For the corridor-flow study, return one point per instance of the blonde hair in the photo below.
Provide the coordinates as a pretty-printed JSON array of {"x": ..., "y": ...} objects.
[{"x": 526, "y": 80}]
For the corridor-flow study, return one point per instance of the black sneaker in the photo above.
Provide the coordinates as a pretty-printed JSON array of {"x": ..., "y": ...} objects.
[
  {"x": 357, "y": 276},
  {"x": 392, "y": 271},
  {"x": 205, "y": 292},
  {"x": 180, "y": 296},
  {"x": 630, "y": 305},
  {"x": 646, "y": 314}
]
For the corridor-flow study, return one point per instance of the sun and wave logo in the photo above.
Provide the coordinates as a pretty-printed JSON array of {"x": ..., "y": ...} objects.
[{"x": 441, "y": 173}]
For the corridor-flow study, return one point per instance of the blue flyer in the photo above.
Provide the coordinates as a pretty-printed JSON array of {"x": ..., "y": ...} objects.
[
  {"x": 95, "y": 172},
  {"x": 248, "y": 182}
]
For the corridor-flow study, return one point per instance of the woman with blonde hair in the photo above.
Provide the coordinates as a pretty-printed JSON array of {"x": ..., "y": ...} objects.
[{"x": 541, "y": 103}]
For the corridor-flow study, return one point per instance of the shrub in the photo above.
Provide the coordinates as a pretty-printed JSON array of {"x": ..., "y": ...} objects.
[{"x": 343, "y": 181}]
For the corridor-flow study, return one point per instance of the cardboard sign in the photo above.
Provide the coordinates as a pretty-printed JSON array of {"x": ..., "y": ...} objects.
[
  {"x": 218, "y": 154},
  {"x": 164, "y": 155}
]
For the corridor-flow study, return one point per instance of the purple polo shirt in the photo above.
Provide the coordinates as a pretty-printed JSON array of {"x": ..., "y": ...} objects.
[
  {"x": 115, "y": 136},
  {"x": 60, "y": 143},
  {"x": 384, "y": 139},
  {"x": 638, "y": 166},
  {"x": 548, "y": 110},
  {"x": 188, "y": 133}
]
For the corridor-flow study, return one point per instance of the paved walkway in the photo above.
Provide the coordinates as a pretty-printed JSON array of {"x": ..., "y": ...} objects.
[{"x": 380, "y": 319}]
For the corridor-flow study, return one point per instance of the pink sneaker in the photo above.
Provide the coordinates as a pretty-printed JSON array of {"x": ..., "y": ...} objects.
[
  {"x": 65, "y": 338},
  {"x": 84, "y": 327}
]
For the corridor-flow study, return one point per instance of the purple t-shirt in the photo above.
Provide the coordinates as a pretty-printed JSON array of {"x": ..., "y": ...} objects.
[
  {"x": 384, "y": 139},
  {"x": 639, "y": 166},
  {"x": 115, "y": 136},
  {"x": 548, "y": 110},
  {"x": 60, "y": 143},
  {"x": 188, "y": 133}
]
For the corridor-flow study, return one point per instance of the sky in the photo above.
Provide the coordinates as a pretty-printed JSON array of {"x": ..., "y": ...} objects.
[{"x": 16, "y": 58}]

════════════════════

> **YOUR INSTRUCTIONS**
Give back all the data exactly as written.

> **YOUR SOLUTION**
For the corridor-flow study, return one point per instance of the blonde hair in the photo below.
Provide the coordinates as a pretty-printed JSON array of {"x": ..., "y": ...} objects.
[{"x": 526, "y": 80}]
For the corridor-flow study, return one point per instance of the black sneaker in the photo above.
Provide the coordinates as a pretty-printed JSON array of {"x": ..., "y": ...} objects.
[
  {"x": 357, "y": 276},
  {"x": 392, "y": 271},
  {"x": 205, "y": 292},
  {"x": 180, "y": 296},
  {"x": 630, "y": 305},
  {"x": 646, "y": 314}
]
For the corridor-flow study, return one point per instance of the sun and wave logo in the photo above.
Provide the coordinates as a pretty-printed JSON array of {"x": ..., "y": ...} objects.
[{"x": 441, "y": 173}]
For the corridor-flow study, return one point per instance of the blue flyer in the photo above.
Provide the coordinates as a pretty-printed JSON array of {"x": ..., "y": ...} objects.
[
  {"x": 95, "y": 172},
  {"x": 248, "y": 182}
]
For the corridor-flow study, return one point per instance of the woman with blonde hair in the photo above.
Provide the coordinates as a pretty-printed JSON array of {"x": ..., "y": ...} objects.
[{"x": 541, "y": 103}]
For the corridor-flow study, return one point per instance of the shrub in the photo above.
Provide the coordinates as a pretty-printed JSON array of {"x": ..., "y": ...} objects.
[{"x": 343, "y": 181}]
For the corridor-flow study, return one point per instance of the cardboard sign in the photo above.
Provide the coordinates as a pretty-printed JSON array of {"x": ..., "y": ...} objects.
[
  {"x": 218, "y": 154},
  {"x": 164, "y": 155}
]
For the corridor-flow study, return one point per instance of the purple polo shirt in the photo above.
Provide the coordinates as a pretty-printed JSON array of {"x": ..., "y": ...} objects.
[
  {"x": 115, "y": 136},
  {"x": 60, "y": 143},
  {"x": 384, "y": 139},
  {"x": 638, "y": 166},
  {"x": 548, "y": 110},
  {"x": 188, "y": 133}
]
For the corridor-flow study, return one point per instance of the paved walkway in the photo above.
Provide the coordinates as a pretty-printed JSON array of {"x": ..., "y": ...} objects.
[{"x": 380, "y": 319}]
For the corridor-flow study, return one point per instance of the pink sneaker in the photo above.
Provide the coordinates as a pretty-printed JSON array of {"x": ..., "y": ...} objects.
[
  {"x": 65, "y": 338},
  {"x": 84, "y": 327}
]
For the corridor-flow study, return one point per instance of the purple t-shirt in the photo above.
Provide the coordinates as a pretty-printed JSON array of {"x": ..., "y": ...} objects.
[
  {"x": 384, "y": 139},
  {"x": 639, "y": 166},
  {"x": 115, "y": 136},
  {"x": 548, "y": 110},
  {"x": 60, "y": 143},
  {"x": 188, "y": 133}
]
For the corridor-flow study, return one point per instance of the sky in the photo above.
Provide the coordinates as a pretty-printed JSON array of {"x": ..., "y": ...} objects.
[{"x": 16, "y": 58}]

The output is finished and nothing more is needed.